== Textauszug ==
◇ ◇ ◇ ◇ ◇

Mehr als eine Kenntnisnahme war nicht drin. Im Streit um die Finanzierung von neuen Kreisstraßen hat der Ausschuss für Umwelt und Technik am Donnerstag in Offenburg die heikelsten Punkte umschifft. Inhaltlich geklärt ist damit nichts, jedenfalls nicht bei den gerade anstehenden Bauvorhaben.
Die Debatte machte vielmehr deutlich, dass man schnell Willkür hinter den Eckpunkten der vorgelegten Bewertungsmatrix wittern könnte. Zumindest, wenn man den Kürzeren zieht.
Die Einschätzung der Acherner Nordtangente und der geplanten Ortsumfahrung von Oberkirch und Zusenhofen (wir berichteten) nahmen die Kreisräte lediglich „zur Kenntnis“. Der Ball wird damit erneut weiter gespielt. Jetzt müssen die betroffenen Kommunen und die Kreisverwaltung aushandeln, wie die Kosten aufgeteilt werden. Doch die Matrix wird dafür den Rahmen abstecken und liefert dem Kreis im Zweifel Argumentationshilfen.
Hoher Zeitdruck bei Entscheidung über Acherner Nordtangente
Bei der Acherner Nordtangente, die bekanntlich das neue Klinikum erschließen soll, stehen alle unter hohem Zeitdruck. „Wir müssen dieses Jahr entscheiden, wenn wir bis 2023 warten, brauchen wir es nicht mehr“, warnte Acherns OB Klaus Muttach. Im November oder Dezember soll der Bauantrag für das neue Krankenhaus eingereicht werden.
Dann aber muss klar sein, ob es wie geplant über die Nordtangente erschlossen werden kann. Falls dies im Spätherbst nicht geklärt ist, wird es haarig. „Wenn wir es bis dahin nicht schaffen, wird sich die Krankenhaus-Planung völlig anders präsentieren, deutlich schlechter für Anwohner und Patienten“, warnte Muttach.
Er stelle nicht in Frage, dass die Kriterien für die Matrix, nach der sich die kommunale Zuzahlung bei den Kreisstraßen bemisst, redlich erarbeitet worden sind, so der OB weiter. Doch es sei schon merkwürdig, wenn am Ende bei deren Anwendung genau das herauskomme, was die Kreisverwaltung vorher angesagt habe.

◇ ◇ ◇ ◇ ◇

== Aufgabe 1 ==
Beantworten Sie anhand des Artikels über die Finanzierung neuer Kreisstraßen die folgenden Fragen:
(a) An welchem Wochentag und in welcher Stadt tagte der Ausschuss für Umwelt und Technik?
(b) Welches Gebäude soll die Acherner Nordtangente erschließen?
(c) In welchen Monaten soll der Bauantrag für das neue Krankenhaus eingereicht werden?
== Aufgabe 2 ==
Schreiben Sie den Artikel über die Finanzierung neuer Kreisstraßen im Anschluss an seinen letzten Satz weiter.

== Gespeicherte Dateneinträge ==

◇ ◇ ◇ ◇ ◇

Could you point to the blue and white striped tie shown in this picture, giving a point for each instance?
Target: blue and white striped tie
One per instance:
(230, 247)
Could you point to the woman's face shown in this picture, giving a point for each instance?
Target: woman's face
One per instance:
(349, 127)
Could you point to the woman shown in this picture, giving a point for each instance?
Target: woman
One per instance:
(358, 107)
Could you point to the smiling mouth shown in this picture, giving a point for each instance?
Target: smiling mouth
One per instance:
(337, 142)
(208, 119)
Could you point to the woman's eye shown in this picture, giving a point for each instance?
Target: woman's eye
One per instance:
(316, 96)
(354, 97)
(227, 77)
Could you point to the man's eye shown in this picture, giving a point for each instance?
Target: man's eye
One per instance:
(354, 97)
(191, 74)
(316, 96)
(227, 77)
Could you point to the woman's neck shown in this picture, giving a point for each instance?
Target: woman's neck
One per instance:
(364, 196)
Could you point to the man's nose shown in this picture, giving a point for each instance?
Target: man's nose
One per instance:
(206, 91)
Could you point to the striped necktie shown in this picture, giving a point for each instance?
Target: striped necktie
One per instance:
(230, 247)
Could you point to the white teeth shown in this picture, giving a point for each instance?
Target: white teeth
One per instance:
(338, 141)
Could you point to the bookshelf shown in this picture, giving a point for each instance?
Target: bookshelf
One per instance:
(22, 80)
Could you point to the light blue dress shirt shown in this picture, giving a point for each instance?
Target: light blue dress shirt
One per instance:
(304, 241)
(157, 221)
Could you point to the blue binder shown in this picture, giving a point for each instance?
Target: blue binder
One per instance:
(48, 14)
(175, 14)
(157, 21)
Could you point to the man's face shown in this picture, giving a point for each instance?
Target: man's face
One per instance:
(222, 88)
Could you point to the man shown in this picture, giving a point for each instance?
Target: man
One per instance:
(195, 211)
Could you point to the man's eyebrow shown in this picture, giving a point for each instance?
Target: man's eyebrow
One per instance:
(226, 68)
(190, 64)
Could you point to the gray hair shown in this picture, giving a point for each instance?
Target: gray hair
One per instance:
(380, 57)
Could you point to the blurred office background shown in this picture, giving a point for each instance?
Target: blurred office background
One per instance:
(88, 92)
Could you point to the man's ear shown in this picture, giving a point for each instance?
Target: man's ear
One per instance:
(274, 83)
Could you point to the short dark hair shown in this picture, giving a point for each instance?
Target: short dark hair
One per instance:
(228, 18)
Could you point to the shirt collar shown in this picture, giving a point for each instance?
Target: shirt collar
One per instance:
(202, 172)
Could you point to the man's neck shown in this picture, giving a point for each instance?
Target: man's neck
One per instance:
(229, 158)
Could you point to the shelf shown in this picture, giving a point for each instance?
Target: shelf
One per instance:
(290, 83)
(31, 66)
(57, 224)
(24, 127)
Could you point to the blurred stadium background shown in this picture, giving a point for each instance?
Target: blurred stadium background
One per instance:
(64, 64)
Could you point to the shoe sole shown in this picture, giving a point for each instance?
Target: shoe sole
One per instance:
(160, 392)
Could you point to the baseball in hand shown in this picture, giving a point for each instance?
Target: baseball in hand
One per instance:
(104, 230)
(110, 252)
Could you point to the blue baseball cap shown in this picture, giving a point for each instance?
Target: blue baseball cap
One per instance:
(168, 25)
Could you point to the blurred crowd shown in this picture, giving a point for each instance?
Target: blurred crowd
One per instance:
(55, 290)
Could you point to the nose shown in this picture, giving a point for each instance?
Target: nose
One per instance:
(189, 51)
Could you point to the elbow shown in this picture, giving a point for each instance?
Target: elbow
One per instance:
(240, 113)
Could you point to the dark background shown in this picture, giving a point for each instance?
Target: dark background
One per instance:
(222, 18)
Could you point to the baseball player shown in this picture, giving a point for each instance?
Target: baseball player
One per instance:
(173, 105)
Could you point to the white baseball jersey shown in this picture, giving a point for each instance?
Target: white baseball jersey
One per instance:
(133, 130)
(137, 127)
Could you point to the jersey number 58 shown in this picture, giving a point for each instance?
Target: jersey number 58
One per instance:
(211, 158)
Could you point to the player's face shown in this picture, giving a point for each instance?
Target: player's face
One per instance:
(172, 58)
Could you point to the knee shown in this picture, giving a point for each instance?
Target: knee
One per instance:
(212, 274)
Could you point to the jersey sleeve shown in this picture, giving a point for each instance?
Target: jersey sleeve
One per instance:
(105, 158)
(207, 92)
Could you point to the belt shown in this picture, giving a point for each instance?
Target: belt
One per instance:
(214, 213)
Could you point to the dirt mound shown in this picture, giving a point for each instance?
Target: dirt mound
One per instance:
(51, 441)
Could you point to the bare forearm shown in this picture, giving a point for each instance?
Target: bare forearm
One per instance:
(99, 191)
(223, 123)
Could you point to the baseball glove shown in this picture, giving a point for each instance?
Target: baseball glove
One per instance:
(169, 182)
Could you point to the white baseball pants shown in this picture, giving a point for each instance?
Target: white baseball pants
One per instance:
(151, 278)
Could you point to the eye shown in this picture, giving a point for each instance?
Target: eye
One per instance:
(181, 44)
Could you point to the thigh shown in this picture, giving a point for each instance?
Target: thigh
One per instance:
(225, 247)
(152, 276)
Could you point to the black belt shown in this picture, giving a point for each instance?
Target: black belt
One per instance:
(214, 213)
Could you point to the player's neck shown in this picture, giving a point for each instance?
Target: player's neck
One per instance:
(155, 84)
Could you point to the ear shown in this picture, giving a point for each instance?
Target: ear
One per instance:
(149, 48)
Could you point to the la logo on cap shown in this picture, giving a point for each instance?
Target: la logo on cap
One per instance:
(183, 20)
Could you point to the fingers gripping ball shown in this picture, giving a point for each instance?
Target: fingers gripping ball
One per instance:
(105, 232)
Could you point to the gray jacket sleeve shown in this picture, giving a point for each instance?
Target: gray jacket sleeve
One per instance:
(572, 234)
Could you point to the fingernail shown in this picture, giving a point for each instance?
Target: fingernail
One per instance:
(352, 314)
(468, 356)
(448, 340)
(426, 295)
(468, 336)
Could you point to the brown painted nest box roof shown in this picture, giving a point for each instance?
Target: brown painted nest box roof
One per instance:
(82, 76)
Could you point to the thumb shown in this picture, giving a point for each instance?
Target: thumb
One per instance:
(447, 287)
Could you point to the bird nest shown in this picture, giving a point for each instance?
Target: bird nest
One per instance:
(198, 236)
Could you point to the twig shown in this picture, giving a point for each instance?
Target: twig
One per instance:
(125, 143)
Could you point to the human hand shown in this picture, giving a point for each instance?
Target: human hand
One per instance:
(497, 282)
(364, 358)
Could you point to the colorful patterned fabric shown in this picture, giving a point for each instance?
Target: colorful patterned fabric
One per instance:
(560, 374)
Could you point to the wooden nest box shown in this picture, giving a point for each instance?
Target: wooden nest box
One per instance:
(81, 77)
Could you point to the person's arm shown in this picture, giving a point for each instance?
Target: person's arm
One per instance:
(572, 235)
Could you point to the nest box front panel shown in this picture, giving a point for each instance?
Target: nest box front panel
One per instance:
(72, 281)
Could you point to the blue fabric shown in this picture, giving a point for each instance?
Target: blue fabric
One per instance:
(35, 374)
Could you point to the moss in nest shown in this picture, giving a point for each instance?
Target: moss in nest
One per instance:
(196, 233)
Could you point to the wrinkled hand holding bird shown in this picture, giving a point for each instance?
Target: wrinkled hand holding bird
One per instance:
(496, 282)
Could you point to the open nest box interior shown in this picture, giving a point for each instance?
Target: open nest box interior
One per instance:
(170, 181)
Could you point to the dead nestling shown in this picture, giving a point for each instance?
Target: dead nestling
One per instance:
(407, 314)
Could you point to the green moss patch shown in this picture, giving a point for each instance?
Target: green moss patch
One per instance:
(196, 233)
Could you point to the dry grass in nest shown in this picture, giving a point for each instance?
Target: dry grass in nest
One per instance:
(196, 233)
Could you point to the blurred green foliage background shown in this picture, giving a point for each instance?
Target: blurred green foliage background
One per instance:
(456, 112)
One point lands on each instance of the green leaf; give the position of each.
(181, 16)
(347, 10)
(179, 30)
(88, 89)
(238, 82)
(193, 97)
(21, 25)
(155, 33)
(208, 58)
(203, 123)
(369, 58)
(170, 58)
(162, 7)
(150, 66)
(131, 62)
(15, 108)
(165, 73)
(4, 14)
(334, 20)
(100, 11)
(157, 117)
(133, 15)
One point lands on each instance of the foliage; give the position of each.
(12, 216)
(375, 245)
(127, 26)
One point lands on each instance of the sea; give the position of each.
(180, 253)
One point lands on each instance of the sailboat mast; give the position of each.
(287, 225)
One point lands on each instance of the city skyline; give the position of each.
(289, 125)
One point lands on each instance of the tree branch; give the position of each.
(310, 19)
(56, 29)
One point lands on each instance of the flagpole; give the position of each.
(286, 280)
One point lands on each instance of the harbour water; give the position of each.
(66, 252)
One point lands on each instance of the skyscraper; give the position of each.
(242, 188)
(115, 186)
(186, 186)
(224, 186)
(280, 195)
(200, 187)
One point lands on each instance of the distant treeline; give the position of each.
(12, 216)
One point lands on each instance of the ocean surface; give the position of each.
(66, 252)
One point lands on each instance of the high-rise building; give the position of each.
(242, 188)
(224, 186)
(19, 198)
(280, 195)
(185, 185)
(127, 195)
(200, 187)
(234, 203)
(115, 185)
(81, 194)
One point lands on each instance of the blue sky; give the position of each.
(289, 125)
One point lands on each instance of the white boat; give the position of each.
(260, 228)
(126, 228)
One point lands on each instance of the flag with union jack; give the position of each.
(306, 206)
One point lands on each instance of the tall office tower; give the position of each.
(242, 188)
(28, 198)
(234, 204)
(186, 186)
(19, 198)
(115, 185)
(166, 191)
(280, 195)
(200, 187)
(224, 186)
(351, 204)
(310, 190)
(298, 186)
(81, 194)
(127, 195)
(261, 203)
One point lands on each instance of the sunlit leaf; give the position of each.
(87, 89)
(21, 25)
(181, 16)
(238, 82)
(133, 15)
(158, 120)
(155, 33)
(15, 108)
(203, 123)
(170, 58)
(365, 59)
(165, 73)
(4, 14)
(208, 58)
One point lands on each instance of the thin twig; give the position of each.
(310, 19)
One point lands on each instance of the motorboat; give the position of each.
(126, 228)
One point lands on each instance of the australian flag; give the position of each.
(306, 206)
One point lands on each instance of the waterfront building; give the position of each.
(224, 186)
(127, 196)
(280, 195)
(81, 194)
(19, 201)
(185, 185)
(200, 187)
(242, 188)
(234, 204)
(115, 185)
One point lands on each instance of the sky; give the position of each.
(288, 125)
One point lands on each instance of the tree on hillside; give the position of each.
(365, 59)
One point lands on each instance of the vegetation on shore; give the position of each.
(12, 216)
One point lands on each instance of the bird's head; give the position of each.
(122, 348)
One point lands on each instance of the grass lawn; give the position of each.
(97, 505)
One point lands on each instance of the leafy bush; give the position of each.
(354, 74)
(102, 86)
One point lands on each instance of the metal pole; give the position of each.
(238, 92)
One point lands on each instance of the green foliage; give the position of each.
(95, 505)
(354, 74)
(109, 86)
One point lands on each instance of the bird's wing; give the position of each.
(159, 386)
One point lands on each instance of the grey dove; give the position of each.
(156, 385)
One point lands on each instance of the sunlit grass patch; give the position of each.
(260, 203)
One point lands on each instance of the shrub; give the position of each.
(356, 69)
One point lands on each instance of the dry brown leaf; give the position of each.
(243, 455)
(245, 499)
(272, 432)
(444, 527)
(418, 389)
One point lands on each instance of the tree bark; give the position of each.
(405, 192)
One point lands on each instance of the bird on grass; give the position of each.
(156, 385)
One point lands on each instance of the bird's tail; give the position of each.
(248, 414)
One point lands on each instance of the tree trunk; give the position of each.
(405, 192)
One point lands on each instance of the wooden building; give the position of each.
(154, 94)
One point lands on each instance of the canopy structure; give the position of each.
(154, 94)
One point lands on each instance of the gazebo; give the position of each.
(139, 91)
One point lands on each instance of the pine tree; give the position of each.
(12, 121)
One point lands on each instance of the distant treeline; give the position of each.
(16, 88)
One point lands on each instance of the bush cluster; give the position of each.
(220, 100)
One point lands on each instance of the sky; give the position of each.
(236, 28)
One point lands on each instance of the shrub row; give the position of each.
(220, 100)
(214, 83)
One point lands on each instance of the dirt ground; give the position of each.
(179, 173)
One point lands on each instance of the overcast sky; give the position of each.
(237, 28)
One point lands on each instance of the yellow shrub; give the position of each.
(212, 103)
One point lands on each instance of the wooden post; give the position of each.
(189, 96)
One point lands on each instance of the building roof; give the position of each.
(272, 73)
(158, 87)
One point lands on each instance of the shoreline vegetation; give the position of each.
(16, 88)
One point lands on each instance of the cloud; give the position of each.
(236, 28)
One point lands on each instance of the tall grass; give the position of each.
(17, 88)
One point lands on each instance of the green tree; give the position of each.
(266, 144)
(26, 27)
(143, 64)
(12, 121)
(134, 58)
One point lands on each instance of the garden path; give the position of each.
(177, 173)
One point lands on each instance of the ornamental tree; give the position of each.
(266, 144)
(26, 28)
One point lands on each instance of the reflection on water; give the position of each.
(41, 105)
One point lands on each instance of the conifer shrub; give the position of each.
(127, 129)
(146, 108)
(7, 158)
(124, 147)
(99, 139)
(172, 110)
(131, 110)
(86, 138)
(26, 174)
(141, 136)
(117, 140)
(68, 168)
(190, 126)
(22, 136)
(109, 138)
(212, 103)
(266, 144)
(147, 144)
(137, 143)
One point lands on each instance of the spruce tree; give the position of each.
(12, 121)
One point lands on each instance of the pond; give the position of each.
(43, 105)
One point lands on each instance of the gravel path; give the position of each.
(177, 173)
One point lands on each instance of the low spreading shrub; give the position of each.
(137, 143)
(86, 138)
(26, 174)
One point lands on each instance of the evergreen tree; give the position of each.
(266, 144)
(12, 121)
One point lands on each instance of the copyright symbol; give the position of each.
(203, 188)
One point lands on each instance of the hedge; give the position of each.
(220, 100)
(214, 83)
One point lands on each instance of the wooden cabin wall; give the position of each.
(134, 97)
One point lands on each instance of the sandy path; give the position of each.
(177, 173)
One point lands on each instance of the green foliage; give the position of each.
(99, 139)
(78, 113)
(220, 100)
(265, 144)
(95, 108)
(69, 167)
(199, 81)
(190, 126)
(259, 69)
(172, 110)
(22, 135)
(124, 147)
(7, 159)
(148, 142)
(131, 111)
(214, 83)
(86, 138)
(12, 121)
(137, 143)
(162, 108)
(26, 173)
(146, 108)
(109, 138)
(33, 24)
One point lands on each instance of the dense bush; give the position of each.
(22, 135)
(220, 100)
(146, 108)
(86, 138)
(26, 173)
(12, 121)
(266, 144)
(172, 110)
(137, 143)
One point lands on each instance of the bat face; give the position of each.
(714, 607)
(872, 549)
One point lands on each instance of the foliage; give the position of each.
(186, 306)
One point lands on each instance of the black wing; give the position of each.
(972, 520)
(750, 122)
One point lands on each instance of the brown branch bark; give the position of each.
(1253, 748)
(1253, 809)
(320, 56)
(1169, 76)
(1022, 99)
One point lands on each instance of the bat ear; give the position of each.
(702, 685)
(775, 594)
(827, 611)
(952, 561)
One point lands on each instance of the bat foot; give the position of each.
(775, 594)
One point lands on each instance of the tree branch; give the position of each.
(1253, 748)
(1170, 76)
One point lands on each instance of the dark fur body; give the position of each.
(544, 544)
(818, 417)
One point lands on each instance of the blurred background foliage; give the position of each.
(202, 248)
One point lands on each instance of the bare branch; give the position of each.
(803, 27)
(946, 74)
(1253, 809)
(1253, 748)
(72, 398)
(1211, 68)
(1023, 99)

◇ ◇ ◇ ◇ ◇

== Lösung 1 ==
(a) Am Donnerstag in Offenburg.
(b) Das neue Klinikum.
(c) Im November oder Dezember.

== Lösung 2 ==
Muttach nannte eine ganze Reihe von Details, bei denen die Nordtangente im Vergleich zur Umgehung Ringsheim-Lahr am Ende aus seiner Sicht deutlich schlechter wegkommt – einschließlich der Frage, ob die Erschießung des Europa-Parks oder die eines Krankenhauses das vordringlichere kommunale Anliegen ist.
Oder die Verkehrsentlastung, die bei beiden Projekten gleich sei, aber mit unterschiedlichen Schulnoten bewertet werde – zwei bei Ringsheim, drei in Achern. „Es fällt“, so der OB, „schwer, das den Menschen in Sasbach oder Achern zu erklären“.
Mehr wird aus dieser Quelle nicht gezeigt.